### Assigned task
Wherever the word "instance" appears in the entries, copy the whole line.

(Stored data)
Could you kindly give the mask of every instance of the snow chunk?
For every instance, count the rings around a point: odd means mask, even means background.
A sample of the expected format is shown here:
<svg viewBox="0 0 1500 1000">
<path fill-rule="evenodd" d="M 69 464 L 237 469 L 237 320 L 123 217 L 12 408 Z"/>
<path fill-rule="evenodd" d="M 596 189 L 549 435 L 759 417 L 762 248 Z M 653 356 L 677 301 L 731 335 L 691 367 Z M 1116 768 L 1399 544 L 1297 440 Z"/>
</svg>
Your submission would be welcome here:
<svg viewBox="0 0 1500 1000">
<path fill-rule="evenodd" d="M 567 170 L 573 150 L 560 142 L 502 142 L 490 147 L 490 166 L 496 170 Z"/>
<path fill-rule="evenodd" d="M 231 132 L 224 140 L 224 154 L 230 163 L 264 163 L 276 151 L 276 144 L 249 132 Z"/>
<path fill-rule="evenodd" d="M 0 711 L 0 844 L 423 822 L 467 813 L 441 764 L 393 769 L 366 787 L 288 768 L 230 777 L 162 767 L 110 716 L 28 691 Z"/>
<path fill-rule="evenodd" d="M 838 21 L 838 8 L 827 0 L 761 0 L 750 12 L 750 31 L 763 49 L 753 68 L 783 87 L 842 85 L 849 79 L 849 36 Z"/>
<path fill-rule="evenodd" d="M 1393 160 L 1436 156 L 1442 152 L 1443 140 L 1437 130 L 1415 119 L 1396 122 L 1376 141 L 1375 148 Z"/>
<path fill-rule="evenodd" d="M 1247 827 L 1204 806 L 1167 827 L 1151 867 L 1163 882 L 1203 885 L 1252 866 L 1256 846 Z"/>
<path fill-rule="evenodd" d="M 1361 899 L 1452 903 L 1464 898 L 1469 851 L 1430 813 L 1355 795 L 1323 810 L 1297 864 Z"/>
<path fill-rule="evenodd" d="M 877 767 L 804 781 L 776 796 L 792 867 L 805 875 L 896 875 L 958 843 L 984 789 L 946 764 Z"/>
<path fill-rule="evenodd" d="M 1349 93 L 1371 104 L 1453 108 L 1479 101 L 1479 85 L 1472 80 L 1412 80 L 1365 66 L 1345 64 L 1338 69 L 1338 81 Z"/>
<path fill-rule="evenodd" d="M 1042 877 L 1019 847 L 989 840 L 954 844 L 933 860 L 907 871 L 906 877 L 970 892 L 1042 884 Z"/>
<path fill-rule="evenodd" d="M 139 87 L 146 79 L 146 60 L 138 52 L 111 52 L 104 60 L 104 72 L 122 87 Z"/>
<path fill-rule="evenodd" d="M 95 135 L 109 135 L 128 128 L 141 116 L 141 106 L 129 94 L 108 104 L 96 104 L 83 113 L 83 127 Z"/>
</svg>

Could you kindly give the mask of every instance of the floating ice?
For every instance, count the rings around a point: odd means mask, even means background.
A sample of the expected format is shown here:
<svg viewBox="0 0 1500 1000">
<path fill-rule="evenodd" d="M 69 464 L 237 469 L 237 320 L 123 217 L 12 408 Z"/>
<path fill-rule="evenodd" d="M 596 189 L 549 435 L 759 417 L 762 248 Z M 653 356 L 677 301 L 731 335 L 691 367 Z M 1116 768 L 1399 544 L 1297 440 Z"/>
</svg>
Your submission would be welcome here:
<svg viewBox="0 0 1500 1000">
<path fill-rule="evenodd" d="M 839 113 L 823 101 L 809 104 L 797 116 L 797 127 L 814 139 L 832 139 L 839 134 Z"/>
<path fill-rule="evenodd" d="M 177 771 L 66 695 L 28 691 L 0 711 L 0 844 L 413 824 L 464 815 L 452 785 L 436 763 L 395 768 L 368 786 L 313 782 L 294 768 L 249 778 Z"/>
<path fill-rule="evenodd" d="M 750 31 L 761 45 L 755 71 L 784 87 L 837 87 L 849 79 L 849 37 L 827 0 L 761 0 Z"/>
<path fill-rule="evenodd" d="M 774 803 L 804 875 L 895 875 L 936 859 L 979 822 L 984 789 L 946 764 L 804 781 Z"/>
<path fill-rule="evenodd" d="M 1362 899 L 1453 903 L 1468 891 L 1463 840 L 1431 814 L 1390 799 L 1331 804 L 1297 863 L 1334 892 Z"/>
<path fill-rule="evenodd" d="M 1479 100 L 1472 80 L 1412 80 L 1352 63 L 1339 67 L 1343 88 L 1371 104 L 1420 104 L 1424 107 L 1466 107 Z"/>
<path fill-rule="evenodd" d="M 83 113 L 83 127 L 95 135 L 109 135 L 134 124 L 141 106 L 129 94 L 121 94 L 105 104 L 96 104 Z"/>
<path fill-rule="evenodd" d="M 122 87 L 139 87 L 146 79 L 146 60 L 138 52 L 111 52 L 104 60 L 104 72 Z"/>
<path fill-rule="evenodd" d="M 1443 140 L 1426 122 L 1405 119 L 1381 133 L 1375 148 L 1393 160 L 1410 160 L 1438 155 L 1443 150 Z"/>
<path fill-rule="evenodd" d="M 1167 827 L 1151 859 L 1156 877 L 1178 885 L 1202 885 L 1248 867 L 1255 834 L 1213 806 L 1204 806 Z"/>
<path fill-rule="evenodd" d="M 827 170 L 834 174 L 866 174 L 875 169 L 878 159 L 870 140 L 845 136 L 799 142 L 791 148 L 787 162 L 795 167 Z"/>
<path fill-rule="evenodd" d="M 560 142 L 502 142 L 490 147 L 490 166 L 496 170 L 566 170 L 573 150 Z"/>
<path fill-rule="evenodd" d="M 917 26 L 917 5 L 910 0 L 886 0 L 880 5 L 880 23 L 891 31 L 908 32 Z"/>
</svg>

### Solution for this exercise
Could you kindly give the mask of every instance of the snow chunk?
For every instance, count the rings around a point: odd means mask, even means background.
Could you kindly give the mask of every instance of the floating ice?
For every instance, count the rings around a point: odd means mask, even means background.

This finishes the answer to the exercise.